» GOAL: In the rows below, how many lines contain the string "dark"? Treat uppercase and lowercase as different, and reply with the number alone.

» ROWS:

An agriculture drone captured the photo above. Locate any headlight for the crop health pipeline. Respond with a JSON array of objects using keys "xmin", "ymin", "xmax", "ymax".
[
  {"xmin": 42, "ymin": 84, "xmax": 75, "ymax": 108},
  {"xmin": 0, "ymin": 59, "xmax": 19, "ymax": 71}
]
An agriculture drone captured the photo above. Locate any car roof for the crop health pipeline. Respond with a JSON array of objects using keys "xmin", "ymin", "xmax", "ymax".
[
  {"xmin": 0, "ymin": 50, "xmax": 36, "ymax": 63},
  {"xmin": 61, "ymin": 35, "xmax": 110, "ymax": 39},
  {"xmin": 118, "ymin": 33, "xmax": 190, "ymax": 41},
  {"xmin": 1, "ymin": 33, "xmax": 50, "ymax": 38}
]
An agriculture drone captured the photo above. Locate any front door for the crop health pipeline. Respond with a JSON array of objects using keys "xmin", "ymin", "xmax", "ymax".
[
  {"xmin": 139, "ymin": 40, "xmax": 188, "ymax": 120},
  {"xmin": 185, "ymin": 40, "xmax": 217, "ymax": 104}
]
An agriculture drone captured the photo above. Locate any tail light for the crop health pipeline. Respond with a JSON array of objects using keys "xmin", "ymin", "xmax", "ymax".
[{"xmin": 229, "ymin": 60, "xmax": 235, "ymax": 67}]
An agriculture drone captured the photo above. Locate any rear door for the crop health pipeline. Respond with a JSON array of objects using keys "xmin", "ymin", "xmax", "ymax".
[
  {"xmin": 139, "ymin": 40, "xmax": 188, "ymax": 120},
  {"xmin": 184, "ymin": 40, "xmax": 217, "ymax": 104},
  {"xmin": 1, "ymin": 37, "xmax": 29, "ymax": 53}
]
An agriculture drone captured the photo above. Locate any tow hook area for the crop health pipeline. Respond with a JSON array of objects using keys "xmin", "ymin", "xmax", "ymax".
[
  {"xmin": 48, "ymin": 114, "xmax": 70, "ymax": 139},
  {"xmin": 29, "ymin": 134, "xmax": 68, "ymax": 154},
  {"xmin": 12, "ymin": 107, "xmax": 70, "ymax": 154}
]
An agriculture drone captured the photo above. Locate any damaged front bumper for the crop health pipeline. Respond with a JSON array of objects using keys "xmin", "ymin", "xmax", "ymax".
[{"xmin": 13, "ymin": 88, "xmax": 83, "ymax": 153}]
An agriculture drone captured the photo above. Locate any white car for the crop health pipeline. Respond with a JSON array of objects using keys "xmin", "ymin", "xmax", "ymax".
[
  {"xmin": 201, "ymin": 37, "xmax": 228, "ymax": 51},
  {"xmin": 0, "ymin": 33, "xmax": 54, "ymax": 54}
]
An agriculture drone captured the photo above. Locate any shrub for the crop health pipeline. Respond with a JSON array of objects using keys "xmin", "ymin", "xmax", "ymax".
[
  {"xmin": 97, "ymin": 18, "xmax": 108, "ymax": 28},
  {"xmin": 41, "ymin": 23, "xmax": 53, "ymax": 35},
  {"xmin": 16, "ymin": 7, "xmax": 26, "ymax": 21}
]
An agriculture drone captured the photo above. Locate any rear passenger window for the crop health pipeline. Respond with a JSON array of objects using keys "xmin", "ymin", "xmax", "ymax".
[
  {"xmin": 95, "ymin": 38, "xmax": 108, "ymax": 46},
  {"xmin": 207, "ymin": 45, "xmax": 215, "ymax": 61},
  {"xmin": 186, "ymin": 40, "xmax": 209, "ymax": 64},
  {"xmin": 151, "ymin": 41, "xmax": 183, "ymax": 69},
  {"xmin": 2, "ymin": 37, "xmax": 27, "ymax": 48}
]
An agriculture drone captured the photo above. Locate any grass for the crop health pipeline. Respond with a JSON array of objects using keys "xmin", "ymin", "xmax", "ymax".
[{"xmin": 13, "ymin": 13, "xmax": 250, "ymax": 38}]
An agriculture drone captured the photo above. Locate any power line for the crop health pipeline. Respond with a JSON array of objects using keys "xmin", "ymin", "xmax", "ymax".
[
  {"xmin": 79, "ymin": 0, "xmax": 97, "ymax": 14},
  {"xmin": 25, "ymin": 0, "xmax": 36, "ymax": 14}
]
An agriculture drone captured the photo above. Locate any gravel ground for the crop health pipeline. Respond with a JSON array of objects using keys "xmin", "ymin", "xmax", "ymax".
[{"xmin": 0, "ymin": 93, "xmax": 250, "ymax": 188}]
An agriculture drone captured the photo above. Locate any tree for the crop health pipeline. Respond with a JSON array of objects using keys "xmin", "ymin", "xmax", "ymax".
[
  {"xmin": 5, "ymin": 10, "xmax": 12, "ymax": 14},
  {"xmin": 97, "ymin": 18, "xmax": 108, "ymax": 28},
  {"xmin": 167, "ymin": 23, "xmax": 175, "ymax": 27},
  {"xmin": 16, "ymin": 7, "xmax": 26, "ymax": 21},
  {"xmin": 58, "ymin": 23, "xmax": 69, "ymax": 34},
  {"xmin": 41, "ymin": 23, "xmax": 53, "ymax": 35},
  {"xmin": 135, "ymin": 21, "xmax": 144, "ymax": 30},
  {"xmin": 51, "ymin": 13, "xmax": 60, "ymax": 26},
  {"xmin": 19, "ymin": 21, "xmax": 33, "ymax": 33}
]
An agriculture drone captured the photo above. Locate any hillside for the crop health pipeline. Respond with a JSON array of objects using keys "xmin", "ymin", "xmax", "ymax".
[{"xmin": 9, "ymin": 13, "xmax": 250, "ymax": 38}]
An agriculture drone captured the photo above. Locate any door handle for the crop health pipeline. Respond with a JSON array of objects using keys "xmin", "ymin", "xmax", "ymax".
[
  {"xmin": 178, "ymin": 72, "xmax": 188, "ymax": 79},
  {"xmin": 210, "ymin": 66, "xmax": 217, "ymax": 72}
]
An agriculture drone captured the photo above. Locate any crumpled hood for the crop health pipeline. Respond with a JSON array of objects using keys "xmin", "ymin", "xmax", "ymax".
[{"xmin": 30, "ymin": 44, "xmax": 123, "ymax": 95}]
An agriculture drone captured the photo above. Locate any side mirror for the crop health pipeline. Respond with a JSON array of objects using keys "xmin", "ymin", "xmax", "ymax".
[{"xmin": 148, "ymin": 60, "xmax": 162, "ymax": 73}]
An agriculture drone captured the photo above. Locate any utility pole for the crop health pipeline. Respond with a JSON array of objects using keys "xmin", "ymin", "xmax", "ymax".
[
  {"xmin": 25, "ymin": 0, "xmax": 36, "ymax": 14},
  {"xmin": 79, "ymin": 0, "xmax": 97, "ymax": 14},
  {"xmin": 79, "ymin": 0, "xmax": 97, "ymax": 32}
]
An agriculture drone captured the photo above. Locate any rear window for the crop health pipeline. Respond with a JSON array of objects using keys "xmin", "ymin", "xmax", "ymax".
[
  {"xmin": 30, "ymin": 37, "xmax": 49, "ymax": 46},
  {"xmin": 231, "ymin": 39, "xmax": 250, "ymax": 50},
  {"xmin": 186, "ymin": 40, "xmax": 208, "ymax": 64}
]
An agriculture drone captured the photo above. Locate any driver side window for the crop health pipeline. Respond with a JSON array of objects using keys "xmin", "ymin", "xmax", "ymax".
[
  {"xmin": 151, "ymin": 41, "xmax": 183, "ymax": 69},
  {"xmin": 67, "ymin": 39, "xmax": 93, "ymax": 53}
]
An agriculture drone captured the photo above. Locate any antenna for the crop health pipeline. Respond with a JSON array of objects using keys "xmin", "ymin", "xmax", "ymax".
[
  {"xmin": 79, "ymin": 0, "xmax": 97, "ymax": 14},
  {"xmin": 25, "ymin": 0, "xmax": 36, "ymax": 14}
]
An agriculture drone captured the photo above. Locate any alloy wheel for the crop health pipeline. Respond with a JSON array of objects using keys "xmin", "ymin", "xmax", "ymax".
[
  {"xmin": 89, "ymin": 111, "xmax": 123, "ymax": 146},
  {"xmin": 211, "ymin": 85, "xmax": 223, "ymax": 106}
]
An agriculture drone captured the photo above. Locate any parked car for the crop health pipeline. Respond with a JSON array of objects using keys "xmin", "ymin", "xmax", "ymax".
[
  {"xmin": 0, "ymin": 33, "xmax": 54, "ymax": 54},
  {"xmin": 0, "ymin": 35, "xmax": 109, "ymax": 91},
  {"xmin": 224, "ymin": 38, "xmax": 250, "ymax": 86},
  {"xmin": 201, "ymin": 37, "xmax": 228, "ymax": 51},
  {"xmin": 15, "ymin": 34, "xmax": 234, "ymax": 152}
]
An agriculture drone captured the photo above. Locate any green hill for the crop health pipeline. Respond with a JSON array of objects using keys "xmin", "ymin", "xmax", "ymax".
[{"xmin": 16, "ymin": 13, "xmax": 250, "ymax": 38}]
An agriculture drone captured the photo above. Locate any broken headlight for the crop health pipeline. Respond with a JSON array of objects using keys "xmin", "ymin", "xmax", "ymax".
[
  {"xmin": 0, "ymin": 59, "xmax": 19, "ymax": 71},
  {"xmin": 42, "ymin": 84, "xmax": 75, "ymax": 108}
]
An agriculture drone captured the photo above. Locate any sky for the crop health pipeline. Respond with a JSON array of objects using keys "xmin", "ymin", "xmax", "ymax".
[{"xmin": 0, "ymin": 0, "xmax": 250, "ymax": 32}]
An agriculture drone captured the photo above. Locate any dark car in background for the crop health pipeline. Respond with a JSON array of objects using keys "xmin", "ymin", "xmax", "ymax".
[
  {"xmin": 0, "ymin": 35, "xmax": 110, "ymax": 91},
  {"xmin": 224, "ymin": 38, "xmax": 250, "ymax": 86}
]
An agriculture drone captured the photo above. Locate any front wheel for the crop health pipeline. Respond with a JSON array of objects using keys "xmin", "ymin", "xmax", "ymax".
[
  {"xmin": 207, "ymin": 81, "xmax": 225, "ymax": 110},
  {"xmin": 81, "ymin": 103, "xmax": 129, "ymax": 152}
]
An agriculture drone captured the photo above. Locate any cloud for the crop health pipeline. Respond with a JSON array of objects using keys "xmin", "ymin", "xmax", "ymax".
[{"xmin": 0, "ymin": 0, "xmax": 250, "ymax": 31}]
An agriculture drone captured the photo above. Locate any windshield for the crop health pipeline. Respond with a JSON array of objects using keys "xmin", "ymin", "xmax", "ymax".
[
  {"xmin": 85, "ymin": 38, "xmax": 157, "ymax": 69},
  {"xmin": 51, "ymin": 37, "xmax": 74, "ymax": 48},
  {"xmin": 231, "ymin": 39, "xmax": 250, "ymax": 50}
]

...

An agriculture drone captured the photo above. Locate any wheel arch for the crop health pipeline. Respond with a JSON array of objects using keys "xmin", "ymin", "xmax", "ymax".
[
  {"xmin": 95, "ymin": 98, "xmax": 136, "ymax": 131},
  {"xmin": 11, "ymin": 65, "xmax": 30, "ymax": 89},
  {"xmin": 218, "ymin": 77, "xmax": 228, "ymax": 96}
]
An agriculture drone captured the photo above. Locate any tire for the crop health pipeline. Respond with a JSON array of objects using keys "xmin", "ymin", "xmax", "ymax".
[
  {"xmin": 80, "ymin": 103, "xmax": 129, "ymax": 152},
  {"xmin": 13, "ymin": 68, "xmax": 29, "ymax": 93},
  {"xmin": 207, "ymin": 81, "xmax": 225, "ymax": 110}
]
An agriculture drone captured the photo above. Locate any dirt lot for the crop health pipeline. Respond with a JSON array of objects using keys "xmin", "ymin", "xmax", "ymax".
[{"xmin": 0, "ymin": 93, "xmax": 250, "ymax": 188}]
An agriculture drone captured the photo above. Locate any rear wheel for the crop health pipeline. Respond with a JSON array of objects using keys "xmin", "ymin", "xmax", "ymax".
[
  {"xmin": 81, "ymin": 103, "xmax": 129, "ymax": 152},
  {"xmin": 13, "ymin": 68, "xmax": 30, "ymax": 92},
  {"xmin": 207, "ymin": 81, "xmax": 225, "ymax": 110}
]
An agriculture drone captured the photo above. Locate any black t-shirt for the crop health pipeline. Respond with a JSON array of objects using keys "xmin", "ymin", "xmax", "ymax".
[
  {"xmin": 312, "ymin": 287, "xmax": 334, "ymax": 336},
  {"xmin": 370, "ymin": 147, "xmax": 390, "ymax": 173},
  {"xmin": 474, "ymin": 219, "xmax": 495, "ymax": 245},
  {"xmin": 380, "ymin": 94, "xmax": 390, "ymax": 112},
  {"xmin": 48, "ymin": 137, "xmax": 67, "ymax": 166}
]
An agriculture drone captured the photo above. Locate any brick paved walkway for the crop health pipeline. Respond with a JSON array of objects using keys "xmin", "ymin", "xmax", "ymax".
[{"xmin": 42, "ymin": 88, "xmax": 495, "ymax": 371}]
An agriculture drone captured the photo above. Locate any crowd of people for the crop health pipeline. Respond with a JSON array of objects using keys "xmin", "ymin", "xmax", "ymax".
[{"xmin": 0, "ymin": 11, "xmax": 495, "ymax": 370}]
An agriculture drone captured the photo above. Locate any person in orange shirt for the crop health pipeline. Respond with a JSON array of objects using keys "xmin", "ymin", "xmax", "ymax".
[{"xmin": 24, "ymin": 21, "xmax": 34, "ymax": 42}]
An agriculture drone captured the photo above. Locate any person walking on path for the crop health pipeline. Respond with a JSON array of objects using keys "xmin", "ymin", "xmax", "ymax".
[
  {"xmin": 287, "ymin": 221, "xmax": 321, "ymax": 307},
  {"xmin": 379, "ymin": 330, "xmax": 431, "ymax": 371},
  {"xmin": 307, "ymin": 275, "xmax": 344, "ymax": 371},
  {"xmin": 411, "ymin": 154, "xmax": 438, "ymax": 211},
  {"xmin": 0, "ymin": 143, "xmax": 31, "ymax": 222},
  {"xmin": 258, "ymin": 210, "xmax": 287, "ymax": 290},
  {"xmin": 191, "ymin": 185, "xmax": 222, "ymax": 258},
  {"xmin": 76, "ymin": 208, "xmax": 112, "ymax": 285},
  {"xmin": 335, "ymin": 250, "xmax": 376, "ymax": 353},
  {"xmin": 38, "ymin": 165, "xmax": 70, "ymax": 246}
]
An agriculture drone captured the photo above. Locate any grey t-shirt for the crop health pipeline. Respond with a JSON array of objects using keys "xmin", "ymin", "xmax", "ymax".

* * *

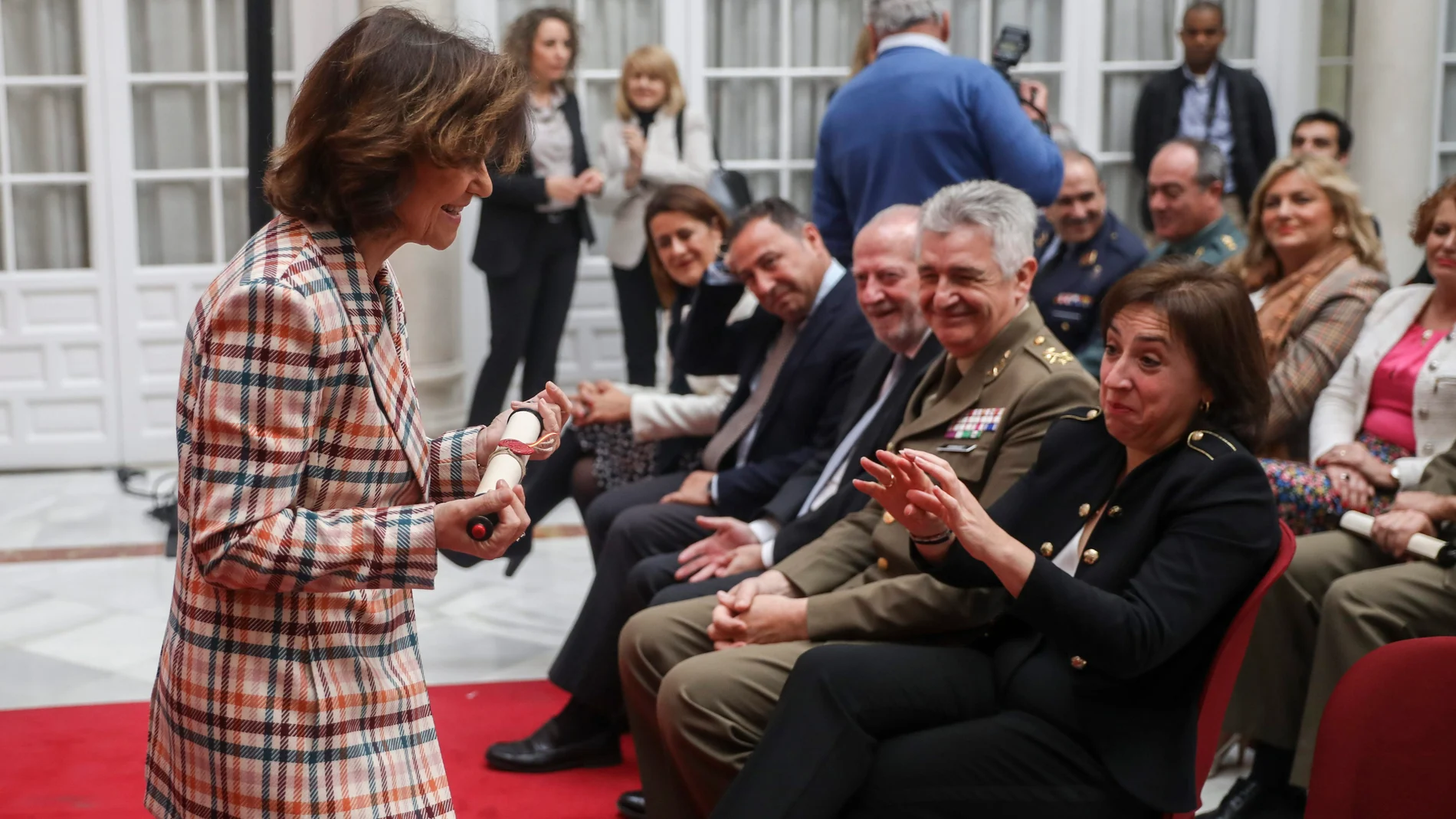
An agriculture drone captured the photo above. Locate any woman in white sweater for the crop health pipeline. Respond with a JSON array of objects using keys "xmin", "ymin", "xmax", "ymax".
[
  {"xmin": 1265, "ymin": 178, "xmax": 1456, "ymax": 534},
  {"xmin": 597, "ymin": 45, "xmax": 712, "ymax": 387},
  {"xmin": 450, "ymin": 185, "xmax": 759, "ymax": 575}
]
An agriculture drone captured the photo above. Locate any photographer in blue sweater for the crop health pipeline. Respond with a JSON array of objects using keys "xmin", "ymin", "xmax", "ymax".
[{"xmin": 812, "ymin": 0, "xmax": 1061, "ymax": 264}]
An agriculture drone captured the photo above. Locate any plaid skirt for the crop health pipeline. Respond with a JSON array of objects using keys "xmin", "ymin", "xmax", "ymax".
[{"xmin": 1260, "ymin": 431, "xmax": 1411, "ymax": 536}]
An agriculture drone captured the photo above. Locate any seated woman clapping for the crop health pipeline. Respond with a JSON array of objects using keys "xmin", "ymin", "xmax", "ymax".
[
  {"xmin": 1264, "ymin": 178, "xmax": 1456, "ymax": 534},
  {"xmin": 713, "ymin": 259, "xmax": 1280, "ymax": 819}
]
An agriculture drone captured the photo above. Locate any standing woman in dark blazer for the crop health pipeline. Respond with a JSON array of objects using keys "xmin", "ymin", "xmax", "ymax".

» WRITTEN ANSWER: 2